National affiliation | Onward Indonesia Coalition Advanced Indonesia Coalition |
Slogan | Suara Golkar, Suara Rakyat (Golkar's Voice, People's Voice) |
Anthem | Mars Partai Golkar (Golkar Party March) |
Ballot number | 4 |
DPR seats | 85 / 575 |
DPRD I seats | 309 / 2,232 |
DPRD II seats | 2,412 / 17,340 |
Website | |
www | |
The Party of Functional Groups (Indonesian: Partai Golongan Karya), often known by its abbreviation Golkar, is a political party in Indonesia. It was founded as the Joint Secretariat of Functional Groups (Indonesian: Sekretariat Bersama Golongan Karya, Sekber Golkar) in 1964, and participated for the first time in national elections in 1971 as Functional Groups. Golkar was not officially a political party until 1999, when it was required to become a party in order to contest elections.
Golkar was the ruling political group from 1971 to 1999, under presidents Suharto and B. J. Habibie. It subsequently joined the ruling coalitions under presidents Abdurrahman Wahid, Megawati Sukarnoputri, and Susilo Bambang Yudhoyono. When President Joko Widodo of the Indonesian Democratic Party of Struggle was elected in 2014, Golkar initially joined an opposition coalition led by former general Prabowo Subianto but in 2016 switched its allegiance to Widodo's government.[14]
History
Origins
In 1959, President Sukarno introduced his concept of Guided Democracy, in which so-called functional groups would play a role in government in place of political parties. The Indonesian National Armed Forces supported its creation because it believed these groups would balance the growing strength of the Communist Party of Indonesia (PKI). In 1960, Sukarno awarded sectoral groups such as teachers, the Armed Forces and the Indonesian National Police, workers and artists seats in the Mutual Cooperation – People's Representative Council. As some of the members of these functional groups were linked to political parties, this gave political influence to the National Armed Forces. The TNI then established an anti-PKI trade union, the Central Organization of Indonesian Workers, or Soksi (Sentral Organisasi Karyawan Swadiri Indonesia), and used this as the core of an Armed Forces-led Joint Secretariat of Functional Groups, or Sekber Golkar, which was officially established on 20 October 1964.[15] By 1968 there were almost 250 organisations under the Sekber umbrella. On 22 November 1969 they were organized into seven main organizations, or Kino (Kelompok Induk Organisasi), namely Soksi, Kosgoro (Union of Mutual Cooperation Multifunction Organizations), MKGR (Mutual Assistance Families Association), Gerakan Karya Rakyat (People's Working Movement), Ormas Hankam (Defense and Security Mass Organizations), Professi (professional organizations), and Gerakan Pembangunan (Development Movement).[16][17] The Joint Secretariat was one of those organisations moblized against the PKI in the aftermath of the failure of the 30 September Movement in 1965.

==============================

▸ **Short problem 1**
From the passage on Golkar, list the seven main organizations that the groups under the Sekber umbrella were organized into on 22 November 1969.

▸ **Data provided**

==============================

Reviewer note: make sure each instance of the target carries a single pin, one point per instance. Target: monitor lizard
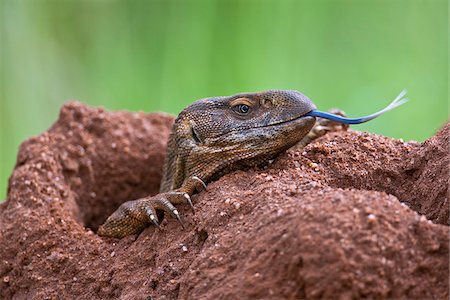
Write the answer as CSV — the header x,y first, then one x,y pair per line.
x,y
214,136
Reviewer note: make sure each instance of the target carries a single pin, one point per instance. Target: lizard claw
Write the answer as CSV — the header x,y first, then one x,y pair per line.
x,y
133,216
201,185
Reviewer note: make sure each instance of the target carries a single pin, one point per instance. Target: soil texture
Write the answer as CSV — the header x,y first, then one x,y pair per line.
x,y
352,215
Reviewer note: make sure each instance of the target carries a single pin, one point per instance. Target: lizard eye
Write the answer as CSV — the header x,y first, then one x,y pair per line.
x,y
242,109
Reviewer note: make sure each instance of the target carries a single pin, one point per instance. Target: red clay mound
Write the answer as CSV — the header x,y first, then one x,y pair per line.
x,y
325,221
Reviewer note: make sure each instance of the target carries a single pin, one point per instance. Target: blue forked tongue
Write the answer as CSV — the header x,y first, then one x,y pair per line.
x,y
396,102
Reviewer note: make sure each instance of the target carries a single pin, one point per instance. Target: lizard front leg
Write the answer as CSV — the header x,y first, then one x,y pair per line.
x,y
133,216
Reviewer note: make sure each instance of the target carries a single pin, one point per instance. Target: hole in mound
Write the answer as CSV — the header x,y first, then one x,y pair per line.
x,y
108,159
99,187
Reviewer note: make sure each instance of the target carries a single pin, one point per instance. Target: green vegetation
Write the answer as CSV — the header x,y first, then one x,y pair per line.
x,y
161,55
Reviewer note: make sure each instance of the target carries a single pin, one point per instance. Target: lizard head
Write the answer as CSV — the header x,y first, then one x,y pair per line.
x,y
245,125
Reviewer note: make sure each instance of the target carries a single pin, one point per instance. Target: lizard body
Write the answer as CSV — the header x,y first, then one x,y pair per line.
x,y
214,136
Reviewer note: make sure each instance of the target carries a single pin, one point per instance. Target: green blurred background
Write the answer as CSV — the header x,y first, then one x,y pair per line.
x,y
161,55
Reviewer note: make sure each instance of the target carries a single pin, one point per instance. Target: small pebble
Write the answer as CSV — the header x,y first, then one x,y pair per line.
x,y
371,218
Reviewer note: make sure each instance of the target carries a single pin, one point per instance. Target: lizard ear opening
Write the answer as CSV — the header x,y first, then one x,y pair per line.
x,y
195,136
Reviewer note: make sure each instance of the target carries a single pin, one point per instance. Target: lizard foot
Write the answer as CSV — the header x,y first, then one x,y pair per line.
x,y
133,216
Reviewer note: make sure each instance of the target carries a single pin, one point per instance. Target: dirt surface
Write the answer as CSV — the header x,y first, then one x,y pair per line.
x,y
352,215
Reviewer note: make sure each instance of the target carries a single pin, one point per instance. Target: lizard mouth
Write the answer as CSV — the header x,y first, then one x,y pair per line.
x,y
302,117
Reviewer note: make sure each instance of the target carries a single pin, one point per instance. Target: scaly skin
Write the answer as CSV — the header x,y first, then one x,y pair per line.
x,y
212,137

==============================

▸ **Short problem 2**
Show each line of the entries that contains the string "mound".

▸ **Output 1**
- Soksi
- Kosgoro (Union of Mutual Cooperation Multifunction Organizations)
- MKGR (Mutual Assistance Families Association)
- Gerakan Karya Rakyat (People's Working Movement)
- Ormas Hankam (Defense and Security Mass Organizations)
- Professi (professional organizations)
- Gerakan Pembangunan (Development Movement)

▸ **Output 2**
Reviewer note: make sure each instance of the target carries a single pin, one point per instance. Target: red clay mound
Reviewer note: make sure each instance of the target carries a single pin, one point per instance. Target: hole in mound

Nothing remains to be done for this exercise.